I read Michael Yon’s Moment of Truth – we’ve been on a humanitarian mission, at least since the surge and likely before. The media suddenly has started figuring it out though. I wonder what changed?
So, no longer just air-raiding villages and breaking into houses and terrorizing women and children in the dark of night? Somebody call Kerry and Murtha and tell them the good news.
For those of you actually interested in understanding the mess in the Middle East – consider the outstanding coverage of Michael Yon. He’s a great writer – and an even greater photographer:
Some days ago I visited the bazaar at Jalalabad, and took a bunch of colorful photographs and met many friendly people. Walking through Jalalabad, one could almost forget there was a war. But for the most part, this war is today being fought not in the cities, but the villages and small family compounds where most Afghanis live.
Urban counterinsurgency can be incredibly dangerous, yet the population has a common life. City dwellers are dependent on civil services like water, sewage and electricity; they often have specialized roles in complex economies. Their feelings and opinions form a political aggregate which both the democrat and terrorist must heed. These elements of common life give the urban population a center of gravity which can reach a tipping point and shift, either toward the insurgent or the government. In Iraq, most people live in cities or towns. When the center of gravity in certain communities began shifting against Al Qaeda and other groups, the shifts had a profound impact on the war. Also, Iraq, as Afghanistan, has powerful tribes which can behave like “voting blocs.” Often they vote with bullets.
I’d call it: Reporting, minus the bull-crap. If you still haven’t checked out his stuff – you owe it to yourself. His reporting come straight from the ground – and it will actually elevate your knowledge and understanding of the situation, unlike much of the dumbed down, dope-tastic (not to mention: negative) coverage you’ll get from other sources.

..........

**WHAT THIS EXERCISE ASKS**
[1] Which civil services does the post about Michael Yon's reporting say city dwellers depend on? List all of them.
[2] Reproduce the part of the post about Michael Yon's reporting between "Urban counterinsurgency can" and "vote with bullets.", inclusive.
[3] Does the post about Michael Yon's reporting agree with each statement below? Answer yes or no for each, quoting the words from the post that decide it.
(a) Most people in Iraq live in cities or towns.
(b) The war in Afghanistan is today being fought mostly in the cities.
(c) Michael Yon is described as a greater writer than photographer.

(Items from a dataset)

..........

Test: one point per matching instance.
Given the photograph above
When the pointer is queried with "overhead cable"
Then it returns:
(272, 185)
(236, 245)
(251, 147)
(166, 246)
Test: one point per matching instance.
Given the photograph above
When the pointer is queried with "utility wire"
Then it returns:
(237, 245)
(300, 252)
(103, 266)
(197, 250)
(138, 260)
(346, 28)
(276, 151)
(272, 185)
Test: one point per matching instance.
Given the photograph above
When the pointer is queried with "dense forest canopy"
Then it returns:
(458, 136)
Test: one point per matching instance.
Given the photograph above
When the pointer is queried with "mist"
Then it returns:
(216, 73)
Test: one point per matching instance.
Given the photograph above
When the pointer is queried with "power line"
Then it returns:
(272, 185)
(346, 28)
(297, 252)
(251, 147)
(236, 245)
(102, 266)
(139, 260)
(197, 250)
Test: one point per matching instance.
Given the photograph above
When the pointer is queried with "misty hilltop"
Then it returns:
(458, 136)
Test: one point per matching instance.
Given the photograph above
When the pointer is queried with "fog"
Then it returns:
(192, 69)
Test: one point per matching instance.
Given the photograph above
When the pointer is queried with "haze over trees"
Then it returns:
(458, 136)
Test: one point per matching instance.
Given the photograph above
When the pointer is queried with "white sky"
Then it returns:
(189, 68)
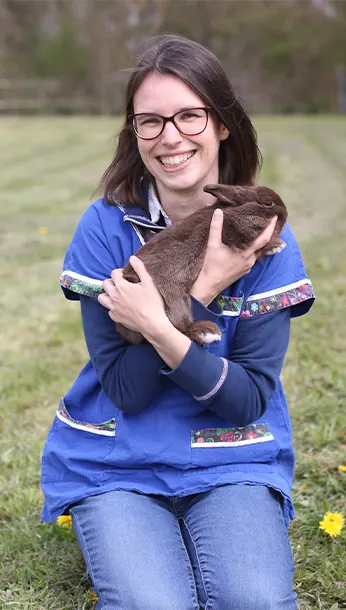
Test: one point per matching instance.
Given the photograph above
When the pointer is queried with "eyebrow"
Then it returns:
(180, 110)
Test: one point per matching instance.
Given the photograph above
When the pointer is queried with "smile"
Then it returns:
(176, 160)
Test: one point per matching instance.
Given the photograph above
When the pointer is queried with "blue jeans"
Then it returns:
(225, 549)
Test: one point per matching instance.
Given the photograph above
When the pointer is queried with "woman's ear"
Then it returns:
(223, 131)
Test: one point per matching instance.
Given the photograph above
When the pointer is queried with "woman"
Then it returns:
(176, 461)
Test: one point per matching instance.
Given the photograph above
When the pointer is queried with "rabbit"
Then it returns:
(174, 257)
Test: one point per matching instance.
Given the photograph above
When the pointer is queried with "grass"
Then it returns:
(50, 168)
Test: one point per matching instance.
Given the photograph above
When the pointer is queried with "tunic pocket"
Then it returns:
(233, 445)
(75, 449)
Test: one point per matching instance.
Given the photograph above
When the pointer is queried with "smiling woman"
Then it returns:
(162, 451)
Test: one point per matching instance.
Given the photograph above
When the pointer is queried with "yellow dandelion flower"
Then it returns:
(92, 596)
(64, 521)
(332, 524)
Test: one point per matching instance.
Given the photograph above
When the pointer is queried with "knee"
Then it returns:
(251, 599)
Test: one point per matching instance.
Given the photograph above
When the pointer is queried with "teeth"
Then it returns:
(176, 160)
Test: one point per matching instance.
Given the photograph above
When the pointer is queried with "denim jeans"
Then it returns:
(225, 549)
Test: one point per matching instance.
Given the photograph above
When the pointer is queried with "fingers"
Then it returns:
(215, 232)
(140, 269)
(265, 236)
(105, 300)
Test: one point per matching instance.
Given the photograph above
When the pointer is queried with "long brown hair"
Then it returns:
(199, 68)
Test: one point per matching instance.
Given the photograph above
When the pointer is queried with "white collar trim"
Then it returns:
(155, 207)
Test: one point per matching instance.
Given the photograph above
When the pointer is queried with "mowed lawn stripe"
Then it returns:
(42, 347)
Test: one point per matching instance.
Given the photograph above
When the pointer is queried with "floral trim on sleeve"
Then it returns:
(280, 298)
(106, 428)
(231, 306)
(231, 437)
(81, 284)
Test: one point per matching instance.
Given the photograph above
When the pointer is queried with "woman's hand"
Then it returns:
(137, 306)
(223, 266)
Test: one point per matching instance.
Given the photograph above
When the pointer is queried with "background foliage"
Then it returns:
(50, 168)
(71, 55)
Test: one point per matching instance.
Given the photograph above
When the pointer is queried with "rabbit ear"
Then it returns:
(223, 192)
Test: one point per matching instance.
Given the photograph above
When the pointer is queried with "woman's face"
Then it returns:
(177, 162)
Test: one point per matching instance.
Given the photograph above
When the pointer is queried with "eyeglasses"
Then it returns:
(189, 122)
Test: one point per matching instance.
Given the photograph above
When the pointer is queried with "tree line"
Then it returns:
(282, 56)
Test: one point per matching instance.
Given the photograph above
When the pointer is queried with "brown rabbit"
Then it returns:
(175, 256)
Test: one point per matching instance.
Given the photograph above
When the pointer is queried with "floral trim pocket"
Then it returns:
(106, 428)
(231, 437)
(235, 445)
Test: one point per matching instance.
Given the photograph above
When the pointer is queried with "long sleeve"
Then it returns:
(129, 374)
(237, 389)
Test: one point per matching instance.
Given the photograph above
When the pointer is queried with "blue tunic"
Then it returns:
(129, 422)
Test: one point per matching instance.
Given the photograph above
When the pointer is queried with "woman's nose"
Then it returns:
(170, 134)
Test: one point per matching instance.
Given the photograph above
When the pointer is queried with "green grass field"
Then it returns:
(49, 169)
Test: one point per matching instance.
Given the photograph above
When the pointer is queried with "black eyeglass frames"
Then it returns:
(190, 122)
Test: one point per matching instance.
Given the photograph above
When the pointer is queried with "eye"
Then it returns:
(148, 120)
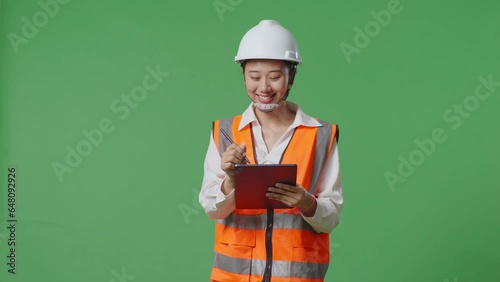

..........

**SOLUTIONS FOR EACH TASK**
[1] Water, sewage, and electricity

[2]
Urban counterinsurgency can be incredibly dangerous, yet the population has a common life. City dwellers are dependent on civil services like water, sewage and electricity; they often have specialized roles in complex economies. Their feelings and opinions form a political aggregate which both the democrat and terrorist must heed. These elements of common life give the urban population a center of gravity which can reach a tipping point and shift, either toward the insurgent or the government. In Iraq, most people live in cities or towns. When the center of gravity in certain communities began shifting against Al Qaeda and other groups, the shifts had a profound impact on the war. Also, Iraq, as Afghanistan, has powerful tribes which can behave like “voting blocs.” Often they vote with bullets.

[3]
(a) Yes: "In Iraq, most people live in cities or towns."
(b) No: "this war is today being fought not in the cities, but the villages and small family compounds where most Afghanis live."
(c) No: "He’s a great writer – and an even greater photographer"